- Given task
Give back every line of the records below, word for word and unchanged.

- Records taken from a collection
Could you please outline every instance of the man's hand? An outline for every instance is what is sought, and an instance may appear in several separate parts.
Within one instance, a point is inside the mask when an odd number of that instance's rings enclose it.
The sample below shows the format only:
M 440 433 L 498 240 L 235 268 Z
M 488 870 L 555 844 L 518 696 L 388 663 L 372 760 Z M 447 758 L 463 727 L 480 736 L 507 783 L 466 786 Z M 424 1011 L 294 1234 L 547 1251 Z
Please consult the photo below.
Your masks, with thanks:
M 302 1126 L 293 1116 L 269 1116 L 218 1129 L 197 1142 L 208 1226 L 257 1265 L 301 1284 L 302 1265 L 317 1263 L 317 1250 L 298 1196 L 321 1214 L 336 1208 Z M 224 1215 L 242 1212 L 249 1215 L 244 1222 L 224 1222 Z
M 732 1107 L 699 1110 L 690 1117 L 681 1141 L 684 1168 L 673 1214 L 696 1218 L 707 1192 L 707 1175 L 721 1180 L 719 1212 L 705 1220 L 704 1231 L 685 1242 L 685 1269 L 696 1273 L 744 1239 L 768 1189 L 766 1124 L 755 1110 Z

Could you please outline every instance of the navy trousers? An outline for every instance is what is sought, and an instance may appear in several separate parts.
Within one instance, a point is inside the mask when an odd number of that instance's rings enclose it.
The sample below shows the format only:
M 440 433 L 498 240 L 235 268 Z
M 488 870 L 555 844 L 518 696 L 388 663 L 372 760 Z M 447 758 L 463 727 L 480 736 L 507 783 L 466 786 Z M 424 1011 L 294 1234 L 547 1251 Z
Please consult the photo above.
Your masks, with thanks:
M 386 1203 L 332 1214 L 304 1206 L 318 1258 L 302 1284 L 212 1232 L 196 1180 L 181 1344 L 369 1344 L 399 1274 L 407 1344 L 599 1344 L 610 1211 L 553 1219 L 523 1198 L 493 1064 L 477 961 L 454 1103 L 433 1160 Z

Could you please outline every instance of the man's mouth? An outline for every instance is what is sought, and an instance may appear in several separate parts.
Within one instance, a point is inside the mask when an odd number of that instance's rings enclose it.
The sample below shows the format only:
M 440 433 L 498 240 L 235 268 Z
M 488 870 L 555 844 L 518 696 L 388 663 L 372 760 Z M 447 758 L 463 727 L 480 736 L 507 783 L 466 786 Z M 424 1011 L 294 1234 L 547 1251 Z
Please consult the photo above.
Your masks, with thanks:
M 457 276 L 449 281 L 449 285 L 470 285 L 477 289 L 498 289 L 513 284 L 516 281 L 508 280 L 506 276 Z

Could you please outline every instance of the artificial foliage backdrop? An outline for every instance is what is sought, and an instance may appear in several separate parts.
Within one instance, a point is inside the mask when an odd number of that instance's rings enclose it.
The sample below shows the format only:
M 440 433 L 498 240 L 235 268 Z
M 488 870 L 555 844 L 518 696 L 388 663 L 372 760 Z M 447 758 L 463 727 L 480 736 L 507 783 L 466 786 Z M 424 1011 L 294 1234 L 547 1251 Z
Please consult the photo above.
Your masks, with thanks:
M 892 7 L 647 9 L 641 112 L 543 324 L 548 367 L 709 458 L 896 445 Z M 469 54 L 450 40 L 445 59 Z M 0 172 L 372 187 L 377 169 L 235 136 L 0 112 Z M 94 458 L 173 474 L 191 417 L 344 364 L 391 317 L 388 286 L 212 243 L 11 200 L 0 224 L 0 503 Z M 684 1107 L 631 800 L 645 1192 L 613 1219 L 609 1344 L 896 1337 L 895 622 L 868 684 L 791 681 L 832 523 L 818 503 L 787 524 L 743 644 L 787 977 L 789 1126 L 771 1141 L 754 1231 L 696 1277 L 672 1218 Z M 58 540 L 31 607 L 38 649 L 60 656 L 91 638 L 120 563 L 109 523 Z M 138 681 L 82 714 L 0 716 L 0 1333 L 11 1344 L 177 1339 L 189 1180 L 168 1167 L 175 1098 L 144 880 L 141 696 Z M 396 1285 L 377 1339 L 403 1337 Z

- Task response
Could you please outline every instance of the man's hand? An outline for every instance is what is sought, and an instance may appear in several separate parts.
Within one instance, a point is inside the mask when an odd number of that instance's rings enclose it.
The sample below shows the format only:
M 440 433 L 498 240 L 235 268 Z
M 488 870 L 555 844 L 518 696 L 388 663 L 372 760 Z M 447 758 L 463 727 L 480 736 L 507 783 L 466 786 Z M 424 1011 L 294 1234 L 547 1251 Z
Please consult the photo below.
Your masks, with thanks:
M 302 1126 L 293 1116 L 269 1116 L 218 1129 L 197 1142 L 208 1226 L 257 1265 L 301 1284 L 302 1265 L 317 1263 L 317 1250 L 298 1196 L 321 1214 L 336 1208 Z M 224 1215 L 242 1212 L 249 1215 L 244 1222 L 224 1222 Z
M 732 1107 L 699 1110 L 690 1117 L 681 1141 L 684 1168 L 673 1214 L 696 1218 L 707 1192 L 707 1175 L 721 1180 L 719 1212 L 705 1220 L 704 1231 L 685 1242 L 685 1269 L 696 1273 L 744 1239 L 768 1189 L 766 1124 L 755 1110 Z

Could you please outline every instance of the navy trousers? An outline for every instance is what is sought, and an instance may appear in several separate parts.
Within one instance, a point is inside the mask when an odd number of that instance's rings enclose it.
The sample below shows the format only:
M 440 433 L 498 240 L 235 268 Z
M 488 870 L 555 844 L 518 696 L 388 663 L 372 760 Z M 447 758 L 463 727 L 480 736 L 507 783 L 466 786 Z M 424 1011 L 294 1234 L 547 1251 Z
Please consult the photo above.
Your masks, with thanks:
M 386 1203 L 332 1214 L 304 1206 L 318 1258 L 302 1284 L 212 1232 L 196 1180 L 181 1344 L 369 1344 L 399 1274 L 407 1344 L 599 1344 L 610 1211 L 553 1219 L 523 1198 L 493 1064 L 477 961 L 454 1103 L 433 1160 Z

Could you please outline every instance of the man's mouth? An outline for every instance is what is sought, and an instance may appear in several separate parts.
Within one instance, a point is inside the mask when an odd number of that instance's rings enclose it.
The sample below shows the format only:
M 440 433 L 498 240 L 235 268 Z
M 488 870 L 555 844 L 518 696 L 388 663 L 372 760 Z M 447 758 L 463 727 L 480 736 L 507 783 L 466 786 Z M 424 1011 L 294 1234 L 547 1251 Z
Please consult the photo above.
Your masks, with thanks:
M 457 276 L 449 281 L 449 285 L 470 285 L 477 289 L 498 289 L 513 284 L 516 281 L 508 280 L 506 276 Z

Could you please outline every instance of the artificial foliage backdrop? An outline for every instance is what is sought, and an instance may appear in several separate parts.
Within one instance, a point is inside the mask when an odd number of that instance's rings enclose it.
The sample below shows the format only:
M 440 433 L 498 240 L 235 268 Z
M 488 870 L 555 844 L 518 696 L 388 663 L 372 760 Z M 447 758 L 463 727 L 480 736 L 507 783 L 466 786 Z M 424 1011 L 294 1234 L 547 1251 Z
Please consult the photo above.
Your masks, with thanks:
M 892 7 L 647 9 L 641 112 L 543 324 L 548 367 L 709 458 L 896 445 Z M 469 54 L 450 40 L 445 59 Z M 0 172 L 372 187 L 377 169 L 235 136 L 0 112 Z M 94 458 L 173 474 L 191 417 L 344 364 L 391 317 L 388 286 L 212 243 L 11 200 L 0 224 L 0 503 Z M 684 1107 L 631 800 L 645 1192 L 613 1219 L 609 1344 L 896 1337 L 895 622 L 868 684 L 791 681 L 832 523 L 818 503 L 787 524 L 743 644 L 787 977 L 789 1126 L 771 1141 L 754 1231 L 696 1277 L 672 1218 Z M 58 540 L 31 607 L 38 649 L 60 656 L 91 638 L 120 563 L 109 523 Z M 138 681 L 82 714 L 0 716 L 0 1333 L 11 1344 L 177 1339 L 189 1180 L 168 1167 L 175 1098 L 144 880 L 141 696 Z M 396 1285 L 377 1339 L 403 1337 Z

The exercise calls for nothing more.